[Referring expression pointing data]
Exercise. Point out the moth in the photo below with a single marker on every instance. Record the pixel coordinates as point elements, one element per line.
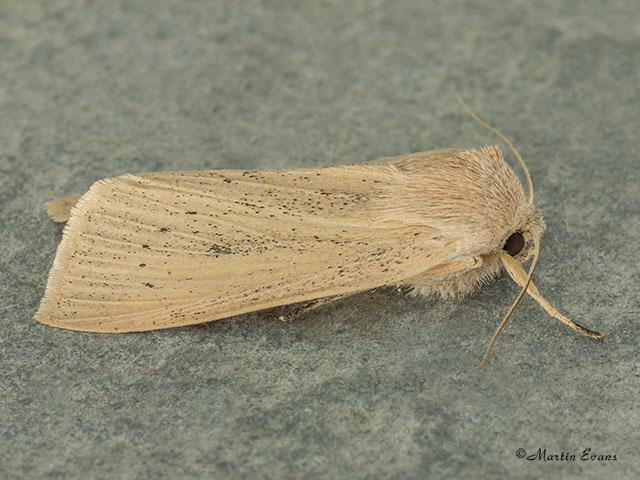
<point>158,250</point>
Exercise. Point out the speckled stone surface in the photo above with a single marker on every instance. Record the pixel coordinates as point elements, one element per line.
<point>378,385</point>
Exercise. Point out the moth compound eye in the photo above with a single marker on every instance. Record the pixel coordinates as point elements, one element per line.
<point>514,244</point>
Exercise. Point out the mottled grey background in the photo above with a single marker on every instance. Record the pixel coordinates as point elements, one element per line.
<point>375,386</point>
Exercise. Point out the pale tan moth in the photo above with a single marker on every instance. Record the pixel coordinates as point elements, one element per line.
<point>159,250</point>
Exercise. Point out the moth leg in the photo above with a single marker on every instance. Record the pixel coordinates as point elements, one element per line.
<point>299,310</point>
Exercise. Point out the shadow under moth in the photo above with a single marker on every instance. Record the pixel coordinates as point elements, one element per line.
<point>159,250</point>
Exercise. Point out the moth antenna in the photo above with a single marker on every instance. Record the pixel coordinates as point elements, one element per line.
<point>536,251</point>
<point>501,137</point>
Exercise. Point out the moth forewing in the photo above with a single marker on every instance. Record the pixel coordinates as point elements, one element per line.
<point>151,251</point>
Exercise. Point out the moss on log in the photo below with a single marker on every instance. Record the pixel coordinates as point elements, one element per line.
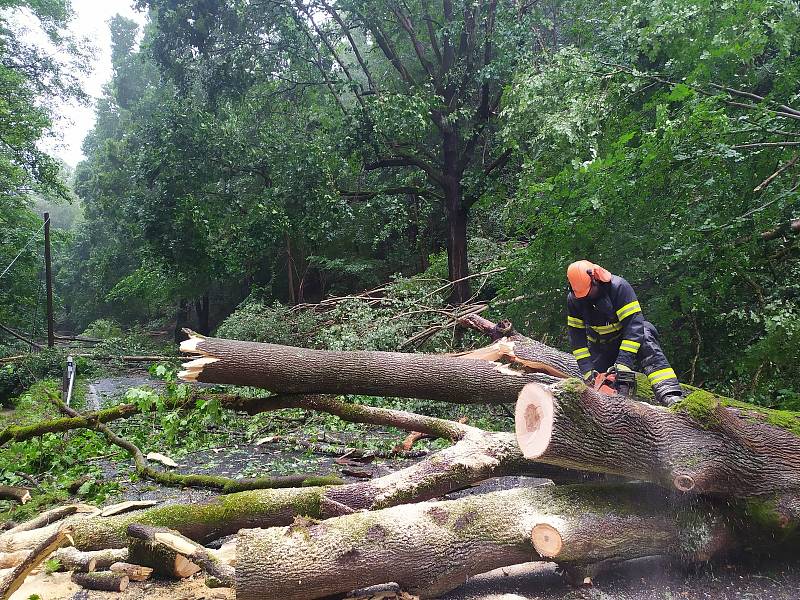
<point>288,369</point>
<point>704,445</point>
<point>432,547</point>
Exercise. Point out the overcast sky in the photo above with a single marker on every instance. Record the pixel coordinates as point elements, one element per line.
<point>74,122</point>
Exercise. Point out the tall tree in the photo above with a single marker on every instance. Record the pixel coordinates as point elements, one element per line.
<point>421,84</point>
<point>32,80</point>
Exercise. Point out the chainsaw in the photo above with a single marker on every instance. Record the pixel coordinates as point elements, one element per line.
<point>616,383</point>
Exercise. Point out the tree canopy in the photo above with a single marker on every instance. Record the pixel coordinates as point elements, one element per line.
<point>277,151</point>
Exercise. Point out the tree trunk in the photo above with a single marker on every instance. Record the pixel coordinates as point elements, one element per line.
<point>202,307</point>
<point>433,547</point>
<point>706,444</point>
<point>458,266</point>
<point>299,370</point>
<point>181,320</point>
<point>290,271</point>
<point>105,581</point>
<point>72,559</point>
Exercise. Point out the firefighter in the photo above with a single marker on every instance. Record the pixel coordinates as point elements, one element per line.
<point>608,332</point>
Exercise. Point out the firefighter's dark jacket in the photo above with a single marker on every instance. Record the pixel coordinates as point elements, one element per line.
<point>614,317</point>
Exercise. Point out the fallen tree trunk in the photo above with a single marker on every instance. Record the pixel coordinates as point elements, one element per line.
<point>40,551</point>
<point>477,456</point>
<point>287,369</point>
<point>704,445</point>
<point>169,541</point>
<point>134,572</point>
<point>104,581</point>
<point>72,559</point>
<point>16,493</point>
<point>433,547</point>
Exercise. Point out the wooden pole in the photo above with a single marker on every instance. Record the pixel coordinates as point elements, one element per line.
<point>51,340</point>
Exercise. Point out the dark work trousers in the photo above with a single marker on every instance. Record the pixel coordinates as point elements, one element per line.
<point>650,357</point>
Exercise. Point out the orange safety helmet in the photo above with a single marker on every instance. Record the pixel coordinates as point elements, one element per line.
<point>580,275</point>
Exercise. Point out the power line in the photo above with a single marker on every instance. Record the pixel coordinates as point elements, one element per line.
<point>24,248</point>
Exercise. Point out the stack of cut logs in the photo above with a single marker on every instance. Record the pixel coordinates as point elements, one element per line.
<point>694,482</point>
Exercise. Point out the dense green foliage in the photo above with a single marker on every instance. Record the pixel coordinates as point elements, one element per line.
<point>265,154</point>
<point>31,79</point>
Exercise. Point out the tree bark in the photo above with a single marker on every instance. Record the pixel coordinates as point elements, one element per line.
<point>705,445</point>
<point>457,263</point>
<point>202,307</point>
<point>72,559</point>
<point>105,581</point>
<point>40,551</point>
<point>299,370</point>
<point>171,541</point>
<point>181,320</point>
<point>433,547</point>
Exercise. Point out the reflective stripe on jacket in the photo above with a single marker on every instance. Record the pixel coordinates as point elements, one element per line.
<point>614,317</point>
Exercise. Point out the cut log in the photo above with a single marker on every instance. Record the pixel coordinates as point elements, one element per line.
<point>42,550</point>
<point>104,581</point>
<point>433,547</point>
<point>12,559</point>
<point>222,573</point>
<point>164,561</point>
<point>72,559</point>
<point>122,507</point>
<point>705,444</point>
<point>288,369</point>
<point>160,458</point>
<point>134,572</point>
<point>48,517</point>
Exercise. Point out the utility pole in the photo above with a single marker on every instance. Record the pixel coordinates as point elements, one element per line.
<point>48,271</point>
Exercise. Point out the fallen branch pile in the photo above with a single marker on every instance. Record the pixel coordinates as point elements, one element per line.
<point>721,475</point>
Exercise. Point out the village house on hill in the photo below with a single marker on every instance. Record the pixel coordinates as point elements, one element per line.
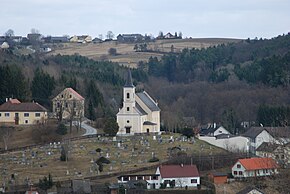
<point>15,112</point>
<point>67,104</point>
<point>254,167</point>
<point>139,114</point>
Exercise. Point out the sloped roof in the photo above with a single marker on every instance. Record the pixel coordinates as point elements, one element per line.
<point>140,110</point>
<point>258,163</point>
<point>253,132</point>
<point>176,171</point>
<point>249,189</point>
<point>22,107</point>
<point>147,100</point>
<point>267,147</point>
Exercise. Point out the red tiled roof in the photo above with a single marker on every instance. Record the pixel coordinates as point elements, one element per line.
<point>75,93</point>
<point>175,171</point>
<point>258,163</point>
<point>22,107</point>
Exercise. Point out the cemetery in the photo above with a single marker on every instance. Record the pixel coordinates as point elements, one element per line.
<point>96,156</point>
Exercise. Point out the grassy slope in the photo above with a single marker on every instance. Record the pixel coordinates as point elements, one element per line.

• **Work item**: Copy, without any change, the lines above from the one containing "Exercise. Point out the cemetery" to the end, both ends included. Add nothing else.

• **Answer space**:
Exercise. Point out the cemetery in the photo above with a single marker on every instance. Record the pixel coordinates as point elements, one element per line.
<point>96,156</point>
Exercise. Point out the grassy slope in the photo above with a single marker on every instance. Record the pixel coordinates as point elements, one element per line.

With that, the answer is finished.